──────── Alıntı ────────

Olayların arkasında Polat olduğunu görünce tam bir ‘kapak’ anı yaşandı. Uuuuu
beybi keyiflendirmedi değil. Fakat masanın üstündeki tableti görünce yine
keyfim kaçtı. Adamların sınırsız kaynakları var ama yine de tablette kılıf var.
Böyle böyle zengin oluyorlar işte.
Üstad’ın çok geçmeden uyanması akıcılık açısından sevindiriciydi. Bu adam 10 bölüm uyanmaz diye korkmadım değil. Cahit’le, Fehmi Kuzuzade serbest kaldı ama Cahit’i nereye götürdüler tam bir muamma. Bir de üstüne Ömer Baba'ların evi talan edilip, Cahit’e ait kasetler adamların eline geçince Cahit’in geleceği gerçekten endişelendirdi beni. Bu arada 11 yıldır mekanların önüne dikilen korumaların daha kurşun dahi atamadan hep kolayca öldürüldüğünü gördük. Yine aynısı oldu. Kapı önüne dikilen bir adam da işe yarasa da kötüler gelirken heyecan yapsak.
Ömer Baba'nın evi talan edilince Polat Alemdar mesajı aldı,
“Sevdiklerin artık güvende değil.” Herkesi koruma altına almaya çalıştı. En
zayıf nokta tabii ki hac vazifesini yapan Ömer Baba ve Nazife Anne'ydi. Bizzat
oraya gitmeyi tercih etti Polat. Bu sırada Ömer Baba anladığımız kadarıyla
İslam Dünyası'nda önemli bir entelektüelle konuşuyordu. Kalkarken bir başkası da
selam verdi. Ömer Baba çok enteresan adam. Sıradan bir imam ama Aslan Bey’e
Ortadoğu’yla ilgili rapor hazırlayan da oydu, belli ki İslam aleminin tanıdığı
adamlardan saygı gören de o. 11 yıldır çözebilmiş değilim Ömer Baba'yı.
Buradan anlaşılmıyor ama...

──────── Seçilmiş veriler ────────

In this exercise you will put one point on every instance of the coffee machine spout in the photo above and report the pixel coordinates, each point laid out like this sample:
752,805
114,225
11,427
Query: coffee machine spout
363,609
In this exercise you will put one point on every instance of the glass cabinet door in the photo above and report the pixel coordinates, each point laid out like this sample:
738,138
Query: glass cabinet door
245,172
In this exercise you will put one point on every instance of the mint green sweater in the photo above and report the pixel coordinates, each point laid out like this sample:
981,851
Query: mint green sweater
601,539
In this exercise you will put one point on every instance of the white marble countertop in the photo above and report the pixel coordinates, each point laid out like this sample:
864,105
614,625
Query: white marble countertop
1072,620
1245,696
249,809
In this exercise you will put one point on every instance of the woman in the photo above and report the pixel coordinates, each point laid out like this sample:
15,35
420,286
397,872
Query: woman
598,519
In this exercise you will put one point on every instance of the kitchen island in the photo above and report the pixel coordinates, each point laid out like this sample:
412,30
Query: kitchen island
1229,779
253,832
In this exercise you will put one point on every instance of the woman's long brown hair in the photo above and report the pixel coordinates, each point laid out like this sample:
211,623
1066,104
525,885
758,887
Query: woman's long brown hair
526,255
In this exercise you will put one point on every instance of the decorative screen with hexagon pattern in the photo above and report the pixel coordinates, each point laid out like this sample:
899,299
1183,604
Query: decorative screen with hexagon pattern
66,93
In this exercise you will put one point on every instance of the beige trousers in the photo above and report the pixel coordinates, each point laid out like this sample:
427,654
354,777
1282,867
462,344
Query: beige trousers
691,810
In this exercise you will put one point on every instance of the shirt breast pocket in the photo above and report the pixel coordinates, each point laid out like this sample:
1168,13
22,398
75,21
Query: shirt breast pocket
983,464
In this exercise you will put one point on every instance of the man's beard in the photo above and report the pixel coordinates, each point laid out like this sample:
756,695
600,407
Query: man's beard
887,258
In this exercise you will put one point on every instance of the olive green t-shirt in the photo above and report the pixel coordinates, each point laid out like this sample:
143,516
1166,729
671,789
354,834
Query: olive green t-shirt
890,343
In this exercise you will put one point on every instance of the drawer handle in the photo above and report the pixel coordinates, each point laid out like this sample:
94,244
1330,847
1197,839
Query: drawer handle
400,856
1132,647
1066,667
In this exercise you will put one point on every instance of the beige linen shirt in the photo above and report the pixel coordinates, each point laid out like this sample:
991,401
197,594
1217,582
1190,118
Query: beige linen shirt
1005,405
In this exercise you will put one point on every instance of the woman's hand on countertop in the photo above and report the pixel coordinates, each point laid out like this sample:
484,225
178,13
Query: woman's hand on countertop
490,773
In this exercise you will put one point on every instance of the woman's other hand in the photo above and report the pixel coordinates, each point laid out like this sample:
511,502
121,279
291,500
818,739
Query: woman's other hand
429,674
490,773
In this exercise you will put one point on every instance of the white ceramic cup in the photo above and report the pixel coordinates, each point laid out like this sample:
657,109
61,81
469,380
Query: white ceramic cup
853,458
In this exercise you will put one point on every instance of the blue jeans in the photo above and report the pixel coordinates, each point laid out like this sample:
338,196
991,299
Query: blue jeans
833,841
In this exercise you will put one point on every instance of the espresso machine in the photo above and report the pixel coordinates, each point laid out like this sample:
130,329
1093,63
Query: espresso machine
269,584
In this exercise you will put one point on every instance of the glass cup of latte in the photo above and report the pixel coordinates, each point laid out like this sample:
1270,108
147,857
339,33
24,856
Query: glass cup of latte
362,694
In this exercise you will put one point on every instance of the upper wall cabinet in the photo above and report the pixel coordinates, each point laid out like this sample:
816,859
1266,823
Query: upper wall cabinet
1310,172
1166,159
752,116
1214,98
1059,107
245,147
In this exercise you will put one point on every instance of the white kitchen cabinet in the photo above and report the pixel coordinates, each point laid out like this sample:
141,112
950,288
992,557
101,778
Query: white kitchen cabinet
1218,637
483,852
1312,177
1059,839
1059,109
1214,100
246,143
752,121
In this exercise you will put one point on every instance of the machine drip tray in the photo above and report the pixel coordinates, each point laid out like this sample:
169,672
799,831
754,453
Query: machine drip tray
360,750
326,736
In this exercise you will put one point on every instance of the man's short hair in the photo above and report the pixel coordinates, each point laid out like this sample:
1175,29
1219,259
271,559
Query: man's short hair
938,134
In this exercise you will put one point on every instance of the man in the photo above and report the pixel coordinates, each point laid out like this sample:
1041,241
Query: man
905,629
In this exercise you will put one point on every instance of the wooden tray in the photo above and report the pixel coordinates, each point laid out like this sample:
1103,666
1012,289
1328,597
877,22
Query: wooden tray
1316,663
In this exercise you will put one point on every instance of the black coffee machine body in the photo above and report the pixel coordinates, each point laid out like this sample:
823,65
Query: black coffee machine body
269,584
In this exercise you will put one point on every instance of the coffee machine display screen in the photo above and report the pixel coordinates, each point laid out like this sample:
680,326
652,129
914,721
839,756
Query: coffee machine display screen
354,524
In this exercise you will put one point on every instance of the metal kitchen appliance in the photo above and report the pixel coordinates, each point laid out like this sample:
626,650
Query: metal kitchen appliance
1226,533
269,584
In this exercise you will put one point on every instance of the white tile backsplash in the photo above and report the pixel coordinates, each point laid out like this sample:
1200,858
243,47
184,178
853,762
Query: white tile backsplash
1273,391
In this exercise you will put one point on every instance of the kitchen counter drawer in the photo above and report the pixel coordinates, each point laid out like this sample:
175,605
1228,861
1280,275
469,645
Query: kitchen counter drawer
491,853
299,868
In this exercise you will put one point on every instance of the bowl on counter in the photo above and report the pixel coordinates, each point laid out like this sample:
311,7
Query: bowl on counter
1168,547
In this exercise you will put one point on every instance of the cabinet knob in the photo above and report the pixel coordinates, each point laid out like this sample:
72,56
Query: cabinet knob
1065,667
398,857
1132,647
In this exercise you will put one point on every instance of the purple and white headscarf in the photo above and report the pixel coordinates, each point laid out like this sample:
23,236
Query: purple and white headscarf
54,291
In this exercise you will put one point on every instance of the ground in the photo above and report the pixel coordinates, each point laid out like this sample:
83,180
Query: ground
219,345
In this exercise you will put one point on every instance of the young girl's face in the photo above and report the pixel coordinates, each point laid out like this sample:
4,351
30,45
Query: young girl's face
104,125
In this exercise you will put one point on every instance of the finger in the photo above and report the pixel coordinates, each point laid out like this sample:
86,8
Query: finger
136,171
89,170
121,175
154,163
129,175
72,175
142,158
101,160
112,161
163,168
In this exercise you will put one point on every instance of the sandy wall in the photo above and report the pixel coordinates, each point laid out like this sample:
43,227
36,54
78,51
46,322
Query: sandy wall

────────

Alıştırma 1:
Dizi yorumunu iki cümleyle özetleyin.
Alıştırma 2:
Dizi yorumuna göre aşağıdaki soruları cevaplayın.
(a) Kimler serbest kaldı?
(b) Ömer Baba ile Nazife Anne o sırada hangi vazifeyi yapıyordu?
(c) Aslan Bey'e Ortadoğu'yla ilgili raporu kim hazırladı?
Alıştırma 3:
Dizi yorumunu son cümlesinden sonra sürdürün.
Bu kayıtlar başka bir kaynaktan alındı.

Alıştırma cevabı 1:
Yazar, olayların arkasında Polat'ın olduğunu görünce keyiflense de Ömer Baba'ların evinin talan edilmesi ve Cahit'e ait kasetlerin adamların eline geçmesi yüzünden Cahit'in geleceğinden endişe ediyor. "Sevdiklerin artık güvende değil." mesajını alan Polat, herkesi koruma altına almaya çalışıyor ve hacda olan Ömer Baba ile Nazife Anne'nin yanına bizzat gitmeyi tercih ediyor.

Alıştırma cevabı 2:
(a) Cahit ile Fehmi Kuzuzade.
(b) Hac vazifesini.
(c) Ömer Baba.

Alıştırma cevabı 3:
Suudilerinki küçük
Polat, Mekke topraklarına girince hafif bir hayal kırıklığı
olmadı değil. Amon’un dokuz sene önceki Hummer’inin yanında Suudilerin Hummer’i
alışveriş sepeti gibi kaldı. Bir de Suudiler zengin olur derler. Bari normalinden
uzun olsaydı... Ömer Baba ile Nazife Anne olacaklar içlerine doğmuş gibi birbirleriyle
konuştular. Bir şeyler olacağını bize hissettirdiler. Ömer Baba orada ölmek
istiyordu. Aslında odayı ve manzarayı görünce ben de orada ölmek istedim ama,
tamamen farklı sebeplerden.
Aynı anda IŞİD’i simgeleyen örgüt de oradaydı. Daha önce
Abdülhey’in katilinin ve IŞİD’in halifesi Bağdadi yerine konmuş adamın yanında
gördüğümüz o karizmatik olmaya çalışan adam 5-6 kişiyle beraber otele sızdı.
Polat yine müthiş bir dikkatle kamera kayıtlarından ipucunu yakaladı ve sonuna
kadar gitti. Adamlar bodrumda binanın taşıyıcı kolonlarına bombalar yerleştirmiş.
Önceden uçak kullanıyorlardı. Belli ki böylesi daha ekonomik. Polat kutsal topraklarda
kan dökemezdi. Duruma Osmanlı vari bir çözüm buldu. Kan dökemez ama bu
öldüremez anlamına gelmez. McGyver tarzı bir çözüm buldu ve önce bodruma su
basmasını sağladı sonra yüksek gerilimli bir kabloyla çıktı karşılarına...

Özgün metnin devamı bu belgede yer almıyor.